Note: This piece is a response to an essay by Haviv Rettig Gur, which can be found here

Israel’s current political crisis exemplifies the maxim that hard cases make bad law. This case is desperate. Six months after the coronavirus erupted and nine months after the fiscal year began, Israel still lacks both a functioning contact-tracing system and an approved 2020 budget, mainly because Prime Minister Benjamin Netanyahu is more worried about politics than the domestic problems that Israel now confronts. The government’s failure to perform these basic tasks obviously invites the conclusion that civil servants’ far-reaching powers must not only be preserved, but perhaps even increased.

This would be the wrong conclusion. Bureaucrats, especially when they have great power, are vulnerable to the same ills as elected politicians. But unlike politicians, they are completely unaccountable to the public.

- What is expected: Continue the essay on the power of Israel's civil servants from its final sentence, writing a few more paragraphs in the same voice.

- Information provided:
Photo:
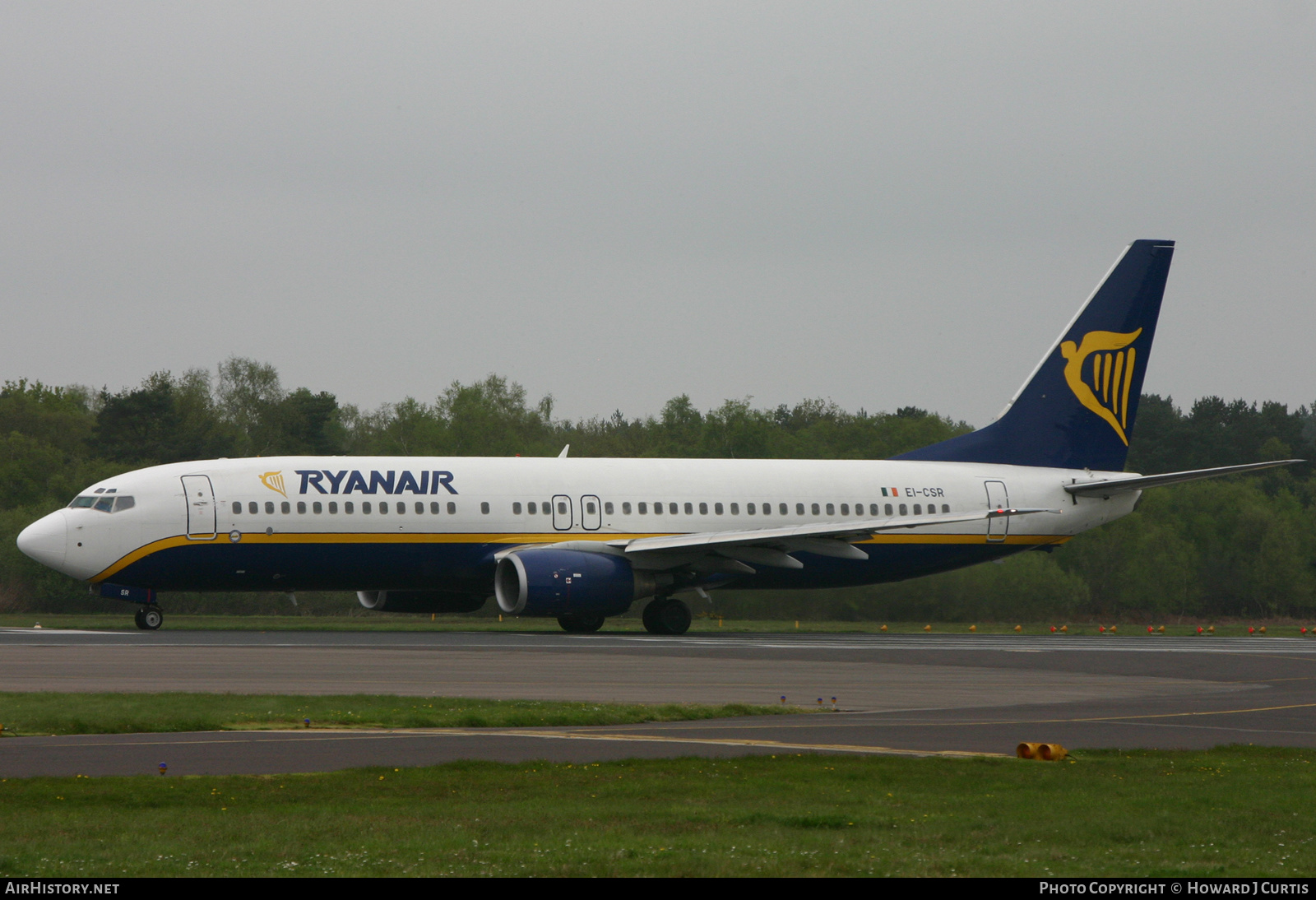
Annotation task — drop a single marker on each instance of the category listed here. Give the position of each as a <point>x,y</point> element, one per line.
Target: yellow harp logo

- Answer for this exercise:
That doesn’t mean Haviv Rettig Gur is wrong to deem them indispensable. They provide institutional memory, flesh out elected officials’ policies, and supply information the politicians may not know and options they may not have considered. Yet the current crisis shows in several ways why they neither can nor should substitute for elected politicians.

First, bureaucrats are no less prone to poor judgment than politicians. As evidence, consider Siegal Sadetzki, part of the Netanyahu-led triumvirate that ran Israel’s initial response to the coronavirus. It’s unsurprising that Gur never mentioned Sadetzki even as he lauded the triumvirate’s third member, former Health Ministry Director General Moshe Bar Siman-Tov; she and her fellow Health Ministry staffers are a major reason why Israel still lacks a functional test-and-trace system.

Sadetzki, an epidemiologist, was the ministry’s director of public-health services and the only member of the triumvirate with professional expertise in epidemics (Bar Siman-Tov is an economist). As such, her input was crucial. Yet she adamantly opposed expanding virus testing, even publicly asserting that “Too much testing will increase complacence.” She opposed letting organizations outside the public-health system do lab work for coronavirus tests, even though the system was overwhelmed. She opposed sewage monitoring to track the spread of the virus. And on, and on.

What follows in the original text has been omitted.